What did you want to be when you grew up?
What did you want to be when you grew up?
Such a dangerous question. It’s thick around the edges with loss and laced with the bitter taste of disappointment. When you look at your child self who would have screamed “nurse!” or “fireman!” or in my case “writer and actor!” and then return to who you are now, sometimes the gap between the desire and the reality is dizzying.
We build a cocoon from our dreams and we justify it by learning the real world. We discover money and family, reality and realism. Our child self is dismissed as childish as other goals like real estate ownership and our own tendency to short change opportunity gets in the way.
Before you know it, economics influence the situation and you may be a million miles away from the work you wanted to be involved in.
But is there more to this than seemingly cheating our little inner self out of our destiny? And if so, why do so many people try so hard to recapture the same sort of innocence after it is gone?
Innocence versus experience
William Blake asked the fundamental question of whether it was better to live in bliss-filled ignorance and innocence, or acquire the knowledge of our fate and live with the pain of experience.

GIVEN TASK — According to the passage on childhood dreams, what did the writer want to be as a child?

ENTRIES —
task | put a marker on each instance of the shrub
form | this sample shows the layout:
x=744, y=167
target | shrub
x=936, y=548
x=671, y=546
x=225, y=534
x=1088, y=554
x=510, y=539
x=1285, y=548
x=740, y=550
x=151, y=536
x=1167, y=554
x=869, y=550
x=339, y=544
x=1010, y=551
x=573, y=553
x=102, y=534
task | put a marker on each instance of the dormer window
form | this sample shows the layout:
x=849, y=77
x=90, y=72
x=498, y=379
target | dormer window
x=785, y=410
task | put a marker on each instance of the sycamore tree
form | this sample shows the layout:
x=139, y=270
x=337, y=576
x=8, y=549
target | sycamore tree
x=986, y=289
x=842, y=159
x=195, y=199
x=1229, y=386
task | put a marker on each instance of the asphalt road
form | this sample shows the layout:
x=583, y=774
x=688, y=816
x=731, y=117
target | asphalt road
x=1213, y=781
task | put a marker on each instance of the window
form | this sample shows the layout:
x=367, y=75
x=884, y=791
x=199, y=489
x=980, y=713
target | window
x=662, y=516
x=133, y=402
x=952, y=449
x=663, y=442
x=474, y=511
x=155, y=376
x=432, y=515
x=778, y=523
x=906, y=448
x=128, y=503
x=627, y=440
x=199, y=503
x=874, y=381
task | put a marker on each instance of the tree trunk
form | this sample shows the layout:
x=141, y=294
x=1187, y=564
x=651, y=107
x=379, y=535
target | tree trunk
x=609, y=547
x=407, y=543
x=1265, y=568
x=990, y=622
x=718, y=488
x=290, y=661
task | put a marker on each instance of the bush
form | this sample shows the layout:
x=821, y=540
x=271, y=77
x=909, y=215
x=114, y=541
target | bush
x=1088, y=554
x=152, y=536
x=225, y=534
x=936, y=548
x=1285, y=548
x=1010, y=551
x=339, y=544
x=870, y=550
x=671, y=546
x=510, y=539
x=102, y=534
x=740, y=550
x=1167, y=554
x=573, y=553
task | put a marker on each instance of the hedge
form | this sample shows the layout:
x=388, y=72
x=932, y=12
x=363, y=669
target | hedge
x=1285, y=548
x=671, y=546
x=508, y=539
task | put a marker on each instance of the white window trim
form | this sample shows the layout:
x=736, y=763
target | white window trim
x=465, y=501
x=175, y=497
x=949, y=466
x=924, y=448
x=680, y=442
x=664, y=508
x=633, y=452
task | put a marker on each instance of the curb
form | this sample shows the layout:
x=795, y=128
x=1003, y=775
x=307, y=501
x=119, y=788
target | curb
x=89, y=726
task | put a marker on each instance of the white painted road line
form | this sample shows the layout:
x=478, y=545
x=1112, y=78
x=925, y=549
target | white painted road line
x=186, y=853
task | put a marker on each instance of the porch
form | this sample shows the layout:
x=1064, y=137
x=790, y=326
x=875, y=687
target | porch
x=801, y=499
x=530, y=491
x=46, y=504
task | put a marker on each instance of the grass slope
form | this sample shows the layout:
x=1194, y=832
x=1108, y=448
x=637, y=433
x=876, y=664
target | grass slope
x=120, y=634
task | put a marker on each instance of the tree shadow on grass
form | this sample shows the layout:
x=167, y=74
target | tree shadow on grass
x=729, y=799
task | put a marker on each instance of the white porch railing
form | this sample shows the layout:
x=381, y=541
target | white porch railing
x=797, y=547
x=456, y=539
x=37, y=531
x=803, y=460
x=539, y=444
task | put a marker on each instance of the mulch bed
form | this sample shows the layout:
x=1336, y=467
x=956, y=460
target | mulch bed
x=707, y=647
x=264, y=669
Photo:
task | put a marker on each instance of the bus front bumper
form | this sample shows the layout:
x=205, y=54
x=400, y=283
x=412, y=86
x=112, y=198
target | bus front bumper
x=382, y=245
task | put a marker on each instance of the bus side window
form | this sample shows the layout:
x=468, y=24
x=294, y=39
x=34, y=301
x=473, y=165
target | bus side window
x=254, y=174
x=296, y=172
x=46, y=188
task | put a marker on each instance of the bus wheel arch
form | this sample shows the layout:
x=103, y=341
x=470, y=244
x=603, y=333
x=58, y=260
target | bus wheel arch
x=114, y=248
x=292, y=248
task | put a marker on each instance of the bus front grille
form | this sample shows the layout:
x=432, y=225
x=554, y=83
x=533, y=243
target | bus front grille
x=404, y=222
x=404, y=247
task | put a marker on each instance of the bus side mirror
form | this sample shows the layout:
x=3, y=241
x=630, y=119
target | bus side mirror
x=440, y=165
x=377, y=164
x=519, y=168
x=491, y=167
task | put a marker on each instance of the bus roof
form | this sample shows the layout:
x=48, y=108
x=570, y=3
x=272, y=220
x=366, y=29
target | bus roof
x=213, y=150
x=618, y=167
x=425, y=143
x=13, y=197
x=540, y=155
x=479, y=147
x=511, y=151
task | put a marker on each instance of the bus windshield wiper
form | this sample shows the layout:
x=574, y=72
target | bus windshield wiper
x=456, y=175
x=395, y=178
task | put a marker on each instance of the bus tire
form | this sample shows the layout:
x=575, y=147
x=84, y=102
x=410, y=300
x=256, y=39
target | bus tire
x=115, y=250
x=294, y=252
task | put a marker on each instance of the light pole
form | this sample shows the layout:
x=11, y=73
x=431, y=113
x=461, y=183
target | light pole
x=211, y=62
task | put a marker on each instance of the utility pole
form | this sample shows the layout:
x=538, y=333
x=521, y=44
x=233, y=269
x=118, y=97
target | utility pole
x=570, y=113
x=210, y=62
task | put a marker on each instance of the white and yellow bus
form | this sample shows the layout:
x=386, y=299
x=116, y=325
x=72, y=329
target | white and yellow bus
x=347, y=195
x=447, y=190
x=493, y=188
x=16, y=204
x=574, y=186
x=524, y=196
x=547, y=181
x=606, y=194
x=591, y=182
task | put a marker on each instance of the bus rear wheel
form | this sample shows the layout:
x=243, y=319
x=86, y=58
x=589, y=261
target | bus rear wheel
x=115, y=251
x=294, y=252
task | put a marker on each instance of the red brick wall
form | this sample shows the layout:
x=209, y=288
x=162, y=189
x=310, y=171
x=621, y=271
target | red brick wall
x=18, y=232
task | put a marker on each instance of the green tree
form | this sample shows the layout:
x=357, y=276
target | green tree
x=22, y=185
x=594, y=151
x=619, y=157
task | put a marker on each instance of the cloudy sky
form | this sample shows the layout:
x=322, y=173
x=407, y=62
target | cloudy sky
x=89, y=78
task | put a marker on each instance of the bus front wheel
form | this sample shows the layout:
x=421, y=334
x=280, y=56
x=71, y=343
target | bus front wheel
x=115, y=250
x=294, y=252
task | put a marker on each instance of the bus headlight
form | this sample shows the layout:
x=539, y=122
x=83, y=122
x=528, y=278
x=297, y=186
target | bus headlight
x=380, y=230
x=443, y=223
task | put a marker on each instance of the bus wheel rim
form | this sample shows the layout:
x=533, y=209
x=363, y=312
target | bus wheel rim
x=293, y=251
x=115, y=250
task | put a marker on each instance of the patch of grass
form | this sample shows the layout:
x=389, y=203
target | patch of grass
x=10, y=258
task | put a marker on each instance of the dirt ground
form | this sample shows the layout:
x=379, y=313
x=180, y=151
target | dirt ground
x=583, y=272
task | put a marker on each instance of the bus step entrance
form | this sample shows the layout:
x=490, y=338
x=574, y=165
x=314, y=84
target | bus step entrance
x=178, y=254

EXERCISE SOLUTION — A writer and actor.